**Task to carry out:** Please output only the lines running from the one that contains "Return a point for each instance of the rock" through the last line of the data below, exactly as they stand, with no pictures.

Dataset entries
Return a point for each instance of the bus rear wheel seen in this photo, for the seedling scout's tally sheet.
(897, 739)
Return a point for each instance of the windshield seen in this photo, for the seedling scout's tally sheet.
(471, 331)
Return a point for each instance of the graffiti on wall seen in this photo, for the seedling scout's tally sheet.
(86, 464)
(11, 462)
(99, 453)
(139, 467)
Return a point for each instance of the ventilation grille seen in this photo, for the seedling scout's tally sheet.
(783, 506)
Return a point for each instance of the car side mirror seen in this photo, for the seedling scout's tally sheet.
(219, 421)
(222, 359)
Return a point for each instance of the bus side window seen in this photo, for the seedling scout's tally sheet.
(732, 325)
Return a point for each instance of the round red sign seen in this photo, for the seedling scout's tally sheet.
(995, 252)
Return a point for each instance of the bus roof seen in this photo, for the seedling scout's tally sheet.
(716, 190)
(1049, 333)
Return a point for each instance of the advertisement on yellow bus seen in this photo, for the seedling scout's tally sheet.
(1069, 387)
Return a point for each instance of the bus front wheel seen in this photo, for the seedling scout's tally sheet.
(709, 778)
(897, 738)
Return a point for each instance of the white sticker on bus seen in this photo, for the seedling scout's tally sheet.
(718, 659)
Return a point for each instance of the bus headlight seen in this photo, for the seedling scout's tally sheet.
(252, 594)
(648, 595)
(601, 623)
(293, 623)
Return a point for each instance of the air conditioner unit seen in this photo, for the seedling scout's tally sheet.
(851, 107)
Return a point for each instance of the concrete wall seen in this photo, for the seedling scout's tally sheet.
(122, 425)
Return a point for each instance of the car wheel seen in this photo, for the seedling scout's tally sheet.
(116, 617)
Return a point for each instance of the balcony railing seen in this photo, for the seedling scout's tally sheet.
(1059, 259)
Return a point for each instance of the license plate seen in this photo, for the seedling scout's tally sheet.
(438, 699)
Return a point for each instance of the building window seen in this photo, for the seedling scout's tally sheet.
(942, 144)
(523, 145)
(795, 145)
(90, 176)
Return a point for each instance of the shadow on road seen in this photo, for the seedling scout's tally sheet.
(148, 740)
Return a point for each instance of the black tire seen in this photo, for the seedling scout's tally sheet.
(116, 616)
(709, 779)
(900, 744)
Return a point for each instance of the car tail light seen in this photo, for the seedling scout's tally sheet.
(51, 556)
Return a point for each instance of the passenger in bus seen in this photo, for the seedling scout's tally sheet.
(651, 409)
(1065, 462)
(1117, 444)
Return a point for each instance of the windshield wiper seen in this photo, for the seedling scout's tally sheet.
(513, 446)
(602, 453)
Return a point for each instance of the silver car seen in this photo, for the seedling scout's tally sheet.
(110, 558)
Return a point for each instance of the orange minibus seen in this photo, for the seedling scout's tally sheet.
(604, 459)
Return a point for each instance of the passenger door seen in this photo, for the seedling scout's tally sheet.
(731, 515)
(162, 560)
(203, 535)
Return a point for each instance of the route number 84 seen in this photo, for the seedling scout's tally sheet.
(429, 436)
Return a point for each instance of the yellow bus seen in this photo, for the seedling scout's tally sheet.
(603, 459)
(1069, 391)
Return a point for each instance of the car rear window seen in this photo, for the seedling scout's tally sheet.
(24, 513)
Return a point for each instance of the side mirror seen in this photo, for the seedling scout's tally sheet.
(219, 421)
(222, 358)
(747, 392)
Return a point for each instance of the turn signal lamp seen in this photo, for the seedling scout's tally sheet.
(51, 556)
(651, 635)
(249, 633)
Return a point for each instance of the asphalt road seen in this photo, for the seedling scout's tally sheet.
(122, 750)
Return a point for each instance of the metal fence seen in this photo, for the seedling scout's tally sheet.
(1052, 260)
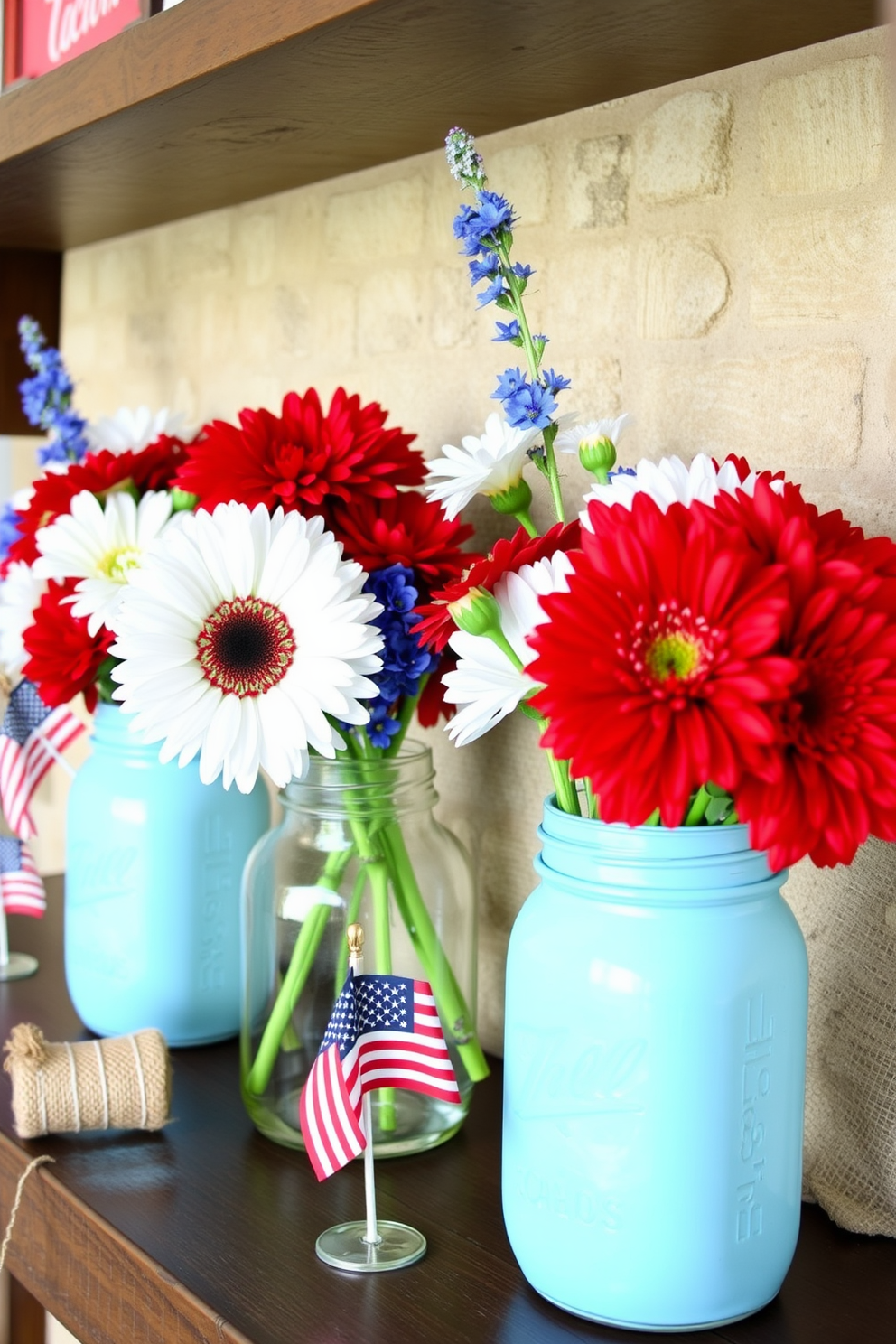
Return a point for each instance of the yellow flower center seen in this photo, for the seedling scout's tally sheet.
(676, 655)
(117, 565)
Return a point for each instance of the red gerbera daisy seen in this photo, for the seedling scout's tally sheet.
(63, 658)
(406, 530)
(301, 459)
(656, 664)
(835, 781)
(437, 625)
(149, 470)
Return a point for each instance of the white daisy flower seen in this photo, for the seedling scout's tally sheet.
(21, 592)
(571, 440)
(485, 683)
(670, 481)
(485, 465)
(239, 633)
(101, 546)
(132, 429)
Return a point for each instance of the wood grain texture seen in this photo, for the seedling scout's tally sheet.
(30, 284)
(27, 1317)
(206, 1231)
(219, 101)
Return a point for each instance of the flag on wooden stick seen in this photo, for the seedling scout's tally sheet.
(33, 735)
(385, 1031)
(21, 886)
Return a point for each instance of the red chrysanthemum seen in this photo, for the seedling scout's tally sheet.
(301, 459)
(63, 658)
(406, 530)
(835, 779)
(437, 625)
(149, 470)
(658, 664)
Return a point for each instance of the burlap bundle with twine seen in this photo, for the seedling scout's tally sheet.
(848, 916)
(121, 1082)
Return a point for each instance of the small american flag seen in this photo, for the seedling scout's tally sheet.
(21, 886)
(385, 1031)
(31, 737)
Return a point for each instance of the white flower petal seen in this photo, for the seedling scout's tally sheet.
(204, 575)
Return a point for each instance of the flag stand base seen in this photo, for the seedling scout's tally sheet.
(344, 1246)
(18, 966)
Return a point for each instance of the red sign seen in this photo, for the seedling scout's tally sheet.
(49, 33)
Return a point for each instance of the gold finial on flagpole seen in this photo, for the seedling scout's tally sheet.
(355, 936)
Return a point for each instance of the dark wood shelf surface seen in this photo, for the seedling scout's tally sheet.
(206, 1231)
(219, 101)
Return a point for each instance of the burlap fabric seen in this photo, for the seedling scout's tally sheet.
(123, 1082)
(848, 917)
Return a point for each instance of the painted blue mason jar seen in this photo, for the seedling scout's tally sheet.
(655, 1073)
(154, 866)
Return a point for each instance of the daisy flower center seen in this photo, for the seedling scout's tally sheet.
(676, 649)
(246, 647)
(116, 565)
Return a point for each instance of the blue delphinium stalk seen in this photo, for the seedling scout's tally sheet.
(46, 398)
(485, 233)
(406, 661)
(8, 528)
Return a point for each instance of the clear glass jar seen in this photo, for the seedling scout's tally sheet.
(358, 845)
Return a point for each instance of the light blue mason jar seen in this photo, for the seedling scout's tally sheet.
(655, 1074)
(154, 866)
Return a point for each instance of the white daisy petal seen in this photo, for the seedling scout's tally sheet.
(487, 465)
(571, 440)
(273, 636)
(485, 683)
(133, 429)
(101, 545)
(21, 592)
(669, 481)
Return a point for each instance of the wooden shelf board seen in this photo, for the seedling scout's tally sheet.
(220, 101)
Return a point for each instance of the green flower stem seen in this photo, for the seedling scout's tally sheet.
(563, 785)
(697, 809)
(534, 360)
(432, 955)
(554, 475)
(524, 519)
(300, 966)
(350, 917)
(379, 891)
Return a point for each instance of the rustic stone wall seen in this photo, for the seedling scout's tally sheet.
(717, 257)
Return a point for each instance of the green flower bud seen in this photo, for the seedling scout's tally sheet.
(477, 611)
(598, 456)
(183, 500)
(515, 499)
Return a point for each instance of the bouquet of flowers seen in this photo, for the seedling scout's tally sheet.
(267, 620)
(71, 540)
(702, 645)
(68, 546)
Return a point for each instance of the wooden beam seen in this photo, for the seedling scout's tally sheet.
(30, 284)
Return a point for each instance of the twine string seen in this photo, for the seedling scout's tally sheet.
(141, 1081)
(42, 1101)
(35, 1162)
(76, 1099)
(104, 1085)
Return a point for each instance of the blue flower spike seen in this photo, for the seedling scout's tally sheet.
(46, 398)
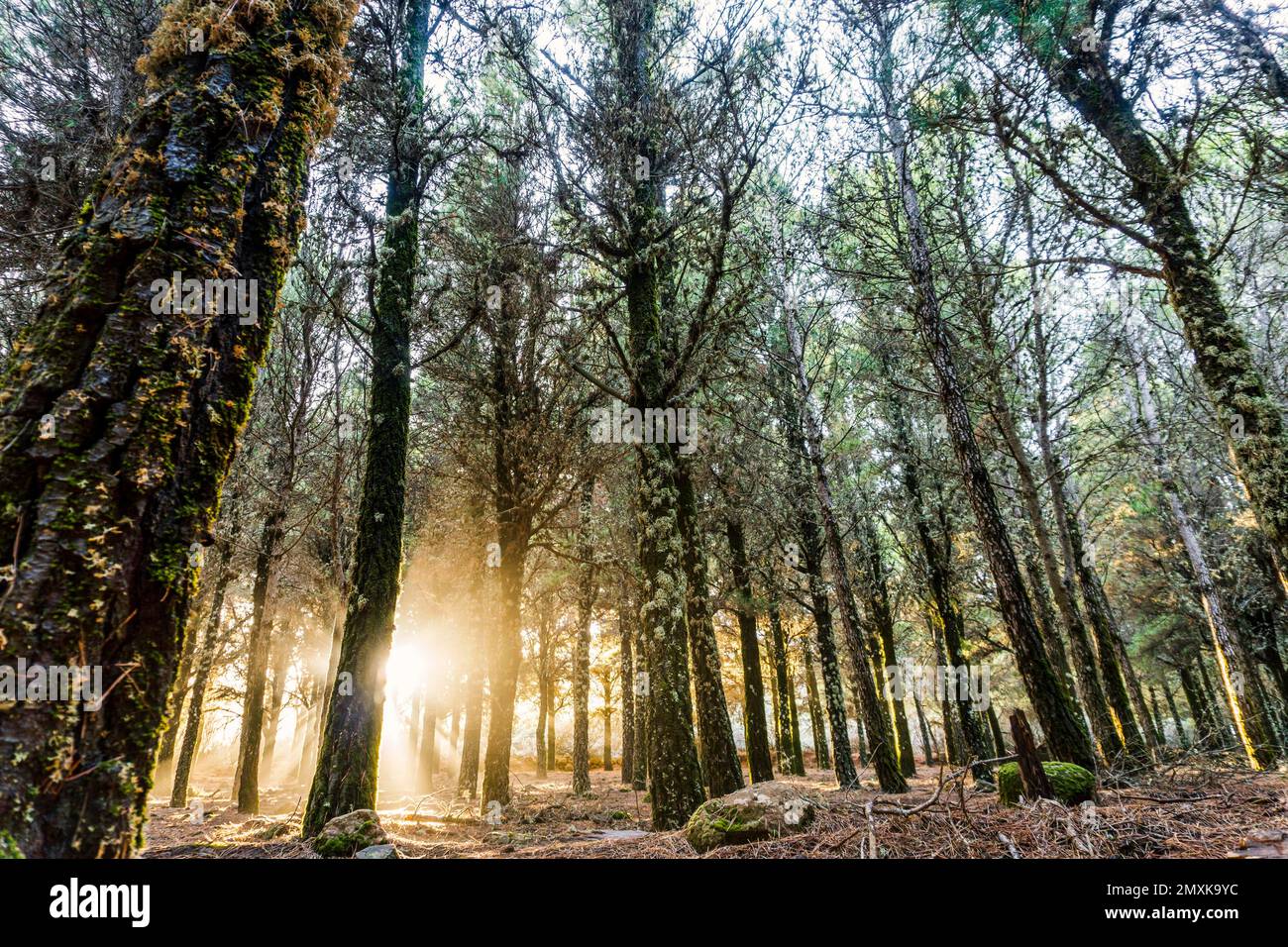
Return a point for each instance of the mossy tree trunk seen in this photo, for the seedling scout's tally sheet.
(943, 613)
(809, 558)
(789, 742)
(1250, 720)
(178, 696)
(627, 685)
(719, 754)
(587, 592)
(675, 776)
(752, 684)
(1249, 412)
(348, 759)
(1051, 701)
(206, 656)
(816, 724)
(876, 594)
(207, 179)
(876, 720)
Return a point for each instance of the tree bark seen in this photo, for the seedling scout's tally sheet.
(675, 776)
(348, 761)
(816, 724)
(205, 664)
(1248, 410)
(809, 556)
(1051, 702)
(719, 753)
(752, 684)
(587, 592)
(883, 745)
(1248, 712)
(789, 736)
(147, 410)
(627, 686)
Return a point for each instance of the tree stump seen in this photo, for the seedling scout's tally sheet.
(1031, 775)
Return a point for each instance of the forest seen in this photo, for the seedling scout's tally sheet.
(643, 429)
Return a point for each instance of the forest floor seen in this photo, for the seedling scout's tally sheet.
(1180, 810)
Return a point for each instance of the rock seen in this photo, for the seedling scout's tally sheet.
(347, 834)
(1262, 843)
(761, 810)
(1072, 784)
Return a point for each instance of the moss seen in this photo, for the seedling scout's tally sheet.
(9, 847)
(1072, 784)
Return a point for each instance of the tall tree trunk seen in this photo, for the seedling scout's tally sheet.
(468, 776)
(348, 761)
(174, 707)
(1100, 613)
(1060, 581)
(719, 753)
(542, 690)
(816, 724)
(639, 723)
(752, 684)
(789, 728)
(1248, 410)
(943, 613)
(1176, 716)
(263, 616)
(627, 688)
(675, 776)
(925, 731)
(1248, 712)
(809, 557)
(220, 145)
(1051, 702)
(883, 745)
(1159, 735)
(205, 663)
(876, 594)
(426, 762)
(1209, 729)
(275, 698)
(587, 587)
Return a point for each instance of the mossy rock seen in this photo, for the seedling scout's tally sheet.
(347, 834)
(1072, 784)
(755, 813)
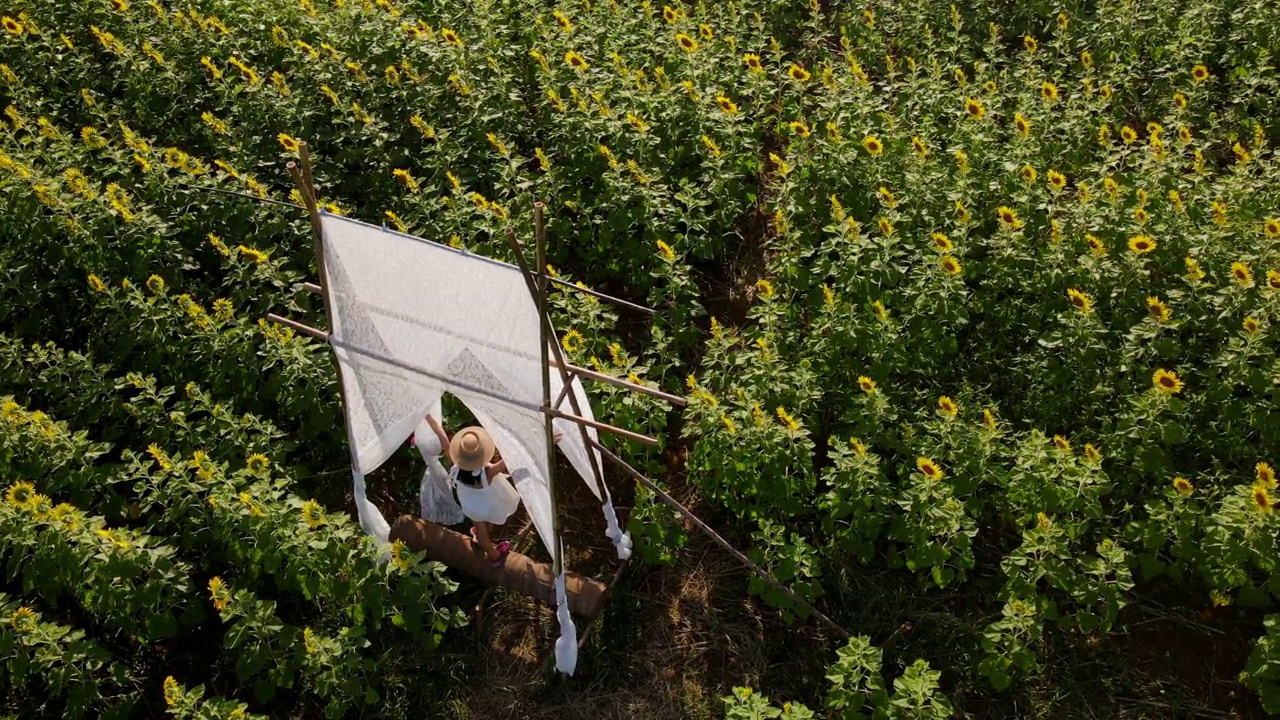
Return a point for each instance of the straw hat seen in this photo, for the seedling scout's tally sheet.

**Answer to the exercise:**
Return a point for each instance of the rock seen in this photo, for the seedling scout's tally sheet.
(347, 834)
(1262, 843)
(761, 810)
(1072, 784)
Return a point for each instance of the moss seen in this photo, for the seedling scout's tally sheet.
(9, 847)
(1072, 784)
Return a point for each instance of the tall tree trunk seen in this photo, for the seedling scout's tally sheet.
(468, 776)
(348, 761)
(174, 707)
(1100, 613)
(1060, 581)
(719, 753)
(542, 690)
(816, 724)
(639, 723)
(752, 684)
(789, 728)
(1248, 410)
(943, 613)
(1176, 716)
(263, 616)
(627, 688)
(675, 776)
(925, 731)
(1248, 712)
(809, 557)
(220, 145)
(1051, 702)
(883, 745)
(1159, 735)
(205, 663)
(876, 594)
(426, 762)
(1209, 729)
(275, 698)
(587, 587)
Return a point for each instance of the mossy rock seen in this photo, for the seedling scout's tally sheet.
(347, 834)
(1072, 784)
(755, 813)
Return a point for each instance of the straw hat seen in this photo, for the seedling scout's tally sheet.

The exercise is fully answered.